• [DO THIS]: Count how many lines of the records below contain the string "ceiling", matching case exactly, and reply with that number alone.

• [DATA]:

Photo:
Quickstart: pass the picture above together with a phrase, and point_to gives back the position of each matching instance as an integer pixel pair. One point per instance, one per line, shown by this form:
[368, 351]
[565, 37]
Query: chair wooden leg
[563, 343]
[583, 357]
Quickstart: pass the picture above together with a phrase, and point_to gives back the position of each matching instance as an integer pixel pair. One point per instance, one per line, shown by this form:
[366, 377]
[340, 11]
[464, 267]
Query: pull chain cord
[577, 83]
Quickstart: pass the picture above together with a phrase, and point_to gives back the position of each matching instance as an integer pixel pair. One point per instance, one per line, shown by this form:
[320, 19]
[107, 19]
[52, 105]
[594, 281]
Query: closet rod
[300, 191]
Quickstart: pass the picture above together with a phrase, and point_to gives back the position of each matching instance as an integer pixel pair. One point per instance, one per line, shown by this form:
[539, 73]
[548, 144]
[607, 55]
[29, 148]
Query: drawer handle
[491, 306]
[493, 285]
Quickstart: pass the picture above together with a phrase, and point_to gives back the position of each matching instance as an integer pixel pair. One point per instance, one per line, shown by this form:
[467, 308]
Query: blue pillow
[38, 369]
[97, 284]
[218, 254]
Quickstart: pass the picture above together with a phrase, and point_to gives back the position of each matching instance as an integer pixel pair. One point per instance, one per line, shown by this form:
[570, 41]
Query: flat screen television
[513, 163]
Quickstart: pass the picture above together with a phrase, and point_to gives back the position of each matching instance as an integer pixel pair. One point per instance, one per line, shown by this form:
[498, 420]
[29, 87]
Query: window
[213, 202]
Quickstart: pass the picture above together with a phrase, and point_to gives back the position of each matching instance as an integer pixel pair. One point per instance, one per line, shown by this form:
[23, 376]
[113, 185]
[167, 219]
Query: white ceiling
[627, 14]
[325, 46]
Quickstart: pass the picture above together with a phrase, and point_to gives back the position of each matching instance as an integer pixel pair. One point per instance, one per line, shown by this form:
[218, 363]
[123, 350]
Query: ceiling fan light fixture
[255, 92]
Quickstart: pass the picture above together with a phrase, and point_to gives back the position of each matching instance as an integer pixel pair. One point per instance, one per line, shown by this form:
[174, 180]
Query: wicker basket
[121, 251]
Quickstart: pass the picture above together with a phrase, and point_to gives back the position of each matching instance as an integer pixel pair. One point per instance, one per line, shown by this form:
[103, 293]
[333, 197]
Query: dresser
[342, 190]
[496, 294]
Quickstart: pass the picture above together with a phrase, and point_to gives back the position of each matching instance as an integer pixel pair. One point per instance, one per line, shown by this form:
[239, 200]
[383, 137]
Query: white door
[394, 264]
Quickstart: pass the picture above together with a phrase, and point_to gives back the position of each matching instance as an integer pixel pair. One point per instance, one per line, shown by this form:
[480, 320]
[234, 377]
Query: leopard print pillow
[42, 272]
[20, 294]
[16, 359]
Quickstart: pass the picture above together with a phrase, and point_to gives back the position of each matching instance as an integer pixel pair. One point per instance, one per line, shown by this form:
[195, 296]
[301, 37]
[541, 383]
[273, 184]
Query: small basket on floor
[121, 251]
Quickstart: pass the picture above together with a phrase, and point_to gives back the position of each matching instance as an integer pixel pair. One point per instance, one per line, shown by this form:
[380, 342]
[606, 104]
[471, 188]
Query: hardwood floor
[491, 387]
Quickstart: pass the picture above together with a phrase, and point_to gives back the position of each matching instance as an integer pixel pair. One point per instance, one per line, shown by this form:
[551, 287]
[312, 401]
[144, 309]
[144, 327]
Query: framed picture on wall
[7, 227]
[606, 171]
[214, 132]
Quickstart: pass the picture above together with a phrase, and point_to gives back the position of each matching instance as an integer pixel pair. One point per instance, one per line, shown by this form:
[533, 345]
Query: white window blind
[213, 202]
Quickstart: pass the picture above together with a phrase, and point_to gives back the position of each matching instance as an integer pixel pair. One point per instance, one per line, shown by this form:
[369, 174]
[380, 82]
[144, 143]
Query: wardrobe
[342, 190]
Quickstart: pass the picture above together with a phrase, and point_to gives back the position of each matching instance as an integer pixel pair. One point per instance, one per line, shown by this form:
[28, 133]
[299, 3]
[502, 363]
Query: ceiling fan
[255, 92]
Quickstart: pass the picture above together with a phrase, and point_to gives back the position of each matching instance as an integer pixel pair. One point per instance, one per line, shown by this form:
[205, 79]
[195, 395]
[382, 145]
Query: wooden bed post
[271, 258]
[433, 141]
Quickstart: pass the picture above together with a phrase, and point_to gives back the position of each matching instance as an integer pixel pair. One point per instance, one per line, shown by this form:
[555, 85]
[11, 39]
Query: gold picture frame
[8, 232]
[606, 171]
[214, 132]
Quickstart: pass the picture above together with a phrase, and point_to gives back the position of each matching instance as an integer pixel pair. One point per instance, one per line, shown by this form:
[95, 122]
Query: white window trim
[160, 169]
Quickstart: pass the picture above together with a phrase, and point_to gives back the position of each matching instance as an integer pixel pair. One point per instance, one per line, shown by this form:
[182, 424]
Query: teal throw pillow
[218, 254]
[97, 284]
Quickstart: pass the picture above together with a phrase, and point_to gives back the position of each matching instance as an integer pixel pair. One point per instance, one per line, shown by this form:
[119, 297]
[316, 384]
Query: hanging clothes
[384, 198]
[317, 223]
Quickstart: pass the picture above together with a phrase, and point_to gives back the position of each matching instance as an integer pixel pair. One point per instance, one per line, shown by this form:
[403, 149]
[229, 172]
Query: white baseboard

• [COMPLETE ANSWER]: 3